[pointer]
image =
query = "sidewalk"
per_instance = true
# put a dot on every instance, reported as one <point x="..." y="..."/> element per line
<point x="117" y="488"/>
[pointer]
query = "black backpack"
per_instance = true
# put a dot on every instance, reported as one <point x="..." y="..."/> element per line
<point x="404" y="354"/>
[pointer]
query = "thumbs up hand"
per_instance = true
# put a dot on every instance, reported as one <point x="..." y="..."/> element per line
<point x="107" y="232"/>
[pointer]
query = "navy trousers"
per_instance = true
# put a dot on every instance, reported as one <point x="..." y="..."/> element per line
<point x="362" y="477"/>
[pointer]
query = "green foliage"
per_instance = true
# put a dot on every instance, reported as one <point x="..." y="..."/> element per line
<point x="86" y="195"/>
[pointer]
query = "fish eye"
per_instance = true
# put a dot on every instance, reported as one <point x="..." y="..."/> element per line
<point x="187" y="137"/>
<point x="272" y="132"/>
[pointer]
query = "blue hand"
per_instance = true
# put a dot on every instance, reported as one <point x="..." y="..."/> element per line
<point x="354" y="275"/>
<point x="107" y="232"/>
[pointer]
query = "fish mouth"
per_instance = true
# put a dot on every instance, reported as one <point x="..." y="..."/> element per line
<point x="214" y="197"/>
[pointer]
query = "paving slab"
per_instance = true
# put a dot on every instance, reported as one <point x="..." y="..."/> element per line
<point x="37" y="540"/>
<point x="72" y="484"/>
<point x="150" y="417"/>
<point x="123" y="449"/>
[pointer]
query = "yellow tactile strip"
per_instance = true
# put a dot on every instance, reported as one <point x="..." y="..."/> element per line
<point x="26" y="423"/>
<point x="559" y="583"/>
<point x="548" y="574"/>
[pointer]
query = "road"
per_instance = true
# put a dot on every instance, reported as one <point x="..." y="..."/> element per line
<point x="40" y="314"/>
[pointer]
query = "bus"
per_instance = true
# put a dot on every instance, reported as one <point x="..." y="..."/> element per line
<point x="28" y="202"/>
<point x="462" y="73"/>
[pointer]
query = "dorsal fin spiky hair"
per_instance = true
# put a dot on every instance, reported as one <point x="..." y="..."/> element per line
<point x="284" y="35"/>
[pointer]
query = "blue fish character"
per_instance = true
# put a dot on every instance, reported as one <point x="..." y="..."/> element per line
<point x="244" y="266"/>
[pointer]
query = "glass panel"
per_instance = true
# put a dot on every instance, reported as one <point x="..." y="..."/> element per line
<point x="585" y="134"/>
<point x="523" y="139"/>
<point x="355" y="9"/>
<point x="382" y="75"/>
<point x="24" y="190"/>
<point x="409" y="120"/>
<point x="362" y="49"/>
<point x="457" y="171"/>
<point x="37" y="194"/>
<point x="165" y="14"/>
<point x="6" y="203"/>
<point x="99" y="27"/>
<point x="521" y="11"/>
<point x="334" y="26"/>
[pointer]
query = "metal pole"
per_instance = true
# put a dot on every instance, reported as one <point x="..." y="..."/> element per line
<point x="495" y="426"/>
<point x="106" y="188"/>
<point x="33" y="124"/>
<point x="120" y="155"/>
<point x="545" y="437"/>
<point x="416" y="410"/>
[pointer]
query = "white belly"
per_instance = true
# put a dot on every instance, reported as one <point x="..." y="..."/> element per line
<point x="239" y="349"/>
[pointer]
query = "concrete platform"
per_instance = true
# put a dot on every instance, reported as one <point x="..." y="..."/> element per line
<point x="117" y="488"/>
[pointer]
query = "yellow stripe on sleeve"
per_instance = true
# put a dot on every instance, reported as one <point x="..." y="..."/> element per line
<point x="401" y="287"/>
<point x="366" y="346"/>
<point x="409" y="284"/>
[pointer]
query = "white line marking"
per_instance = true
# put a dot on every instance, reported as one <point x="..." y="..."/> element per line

**The request**. Repeat back the data above, exact to the last character.

**Exercise output**.
[pointer]
image =
query = "sidewalk"
per_instance = true
# put a dot on every instance, reported as one <point x="..." y="..."/> element per line
<point x="117" y="488"/>
[pointer]
query = "black backpack"
per_instance = true
# put a dot on every instance, reported as one <point x="..." y="..."/> element per line
<point x="404" y="354"/>
[pointer]
query = "thumbs up hand"
per_instance = true
# put a dot on every instance, reported as one <point x="..." y="..."/> element per line
<point x="107" y="232"/>
[pointer]
query = "navy trousers"
per_instance = true
# put a dot on every instance, reported as one <point x="..." y="..."/> element per line
<point x="362" y="477"/>
[pointer]
query = "green foliage"
per_instance = true
# put a dot on every instance, reported as one <point x="..." y="..."/> element per line
<point x="86" y="195"/>
[pointer]
query = "fish eye"
per_instance = true
# put a dot on every instance, reported as one <point x="..." y="..."/> element per line
<point x="187" y="137"/>
<point x="272" y="132"/>
[pointer]
query = "blue hand"
per_instance = true
# put a dot on every instance, reported as one <point x="..." y="..."/> element per line
<point x="354" y="275"/>
<point x="107" y="232"/>
[pointer]
query = "fish mouth"
per_instance = true
# put a dot on every instance, reported as one <point x="..." y="..."/> element per line
<point x="214" y="197"/>
[pointer]
query = "paving slab"
per_instance = true
# put a dot on every instance, reported as one <point x="..." y="..."/> element per line
<point x="37" y="540"/>
<point x="72" y="484"/>
<point x="150" y="417"/>
<point x="123" y="449"/>
[pointer]
query = "yellow tactile strip"
per_instance = true
# put a dot on every instance, reported as one <point x="..." y="..."/> element per line
<point x="26" y="423"/>
<point x="559" y="583"/>
<point x="548" y="574"/>
[pointer]
query = "road"
per_instance = true
# put a dot on every instance, reported as one <point x="..." y="..."/> element per line
<point x="40" y="314"/>
[pointer]
query = "bus"
per_instance = true
# put a dot on every instance, reported as one <point x="..." y="..."/> element per line
<point x="28" y="202"/>
<point x="462" y="73"/>
[pointer]
query = "dorsal fin spiky hair"
per_instance = true
# put a dot on every instance, reported as one <point x="..." y="..."/> element per line
<point x="284" y="35"/>
[pointer]
query = "blue fish character"
per_instance = true
# put a dot on every instance, reported as one <point x="..." y="..."/> element per line
<point x="244" y="266"/>
[pointer]
query = "glass panel"
per_instance = true
# put a dot on every instance, reported as one <point x="..." y="..."/> element per line
<point x="585" y="134"/>
<point x="523" y="139"/>
<point x="355" y="9"/>
<point x="382" y="75"/>
<point x="24" y="190"/>
<point x="409" y="120"/>
<point x="362" y="49"/>
<point x="457" y="171"/>
<point x="37" y="194"/>
<point x="165" y="14"/>
<point x="6" y="203"/>
<point x="99" y="27"/>
<point x="521" y="11"/>
<point x="334" y="26"/>
[pointer]
query = "metal pole"
per_instance = true
# put a dot on every instance, reported as one <point x="..." y="..."/> element per line
<point x="495" y="426"/>
<point x="106" y="188"/>
<point x="33" y="124"/>
<point x="120" y="155"/>
<point x="545" y="437"/>
<point x="416" y="410"/>
[pointer]
query = "white belly"
per_instance = true
# put a dot on every instance, reported as one <point x="..." y="..."/> element per line
<point x="239" y="349"/>
[pointer]
query = "concrete platform"
per_instance = true
# put a dot on every instance, reported as one <point x="..." y="..."/> element per line
<point x="117" y="488"/>
[pointer]
query = "yellow stripe on sleeve"
per_instance = true
# put a dot on every instance, reported as one <point x="..." y="..."/> element per line
<point x="401" y="287"/>
<point x="366" y="346"/>
<point x="409" y="284"/>
[pointer]
query = "white line marking"
per_instance = true
# put a dot on every instance, reported as one <point x="..." y="..."/> element per line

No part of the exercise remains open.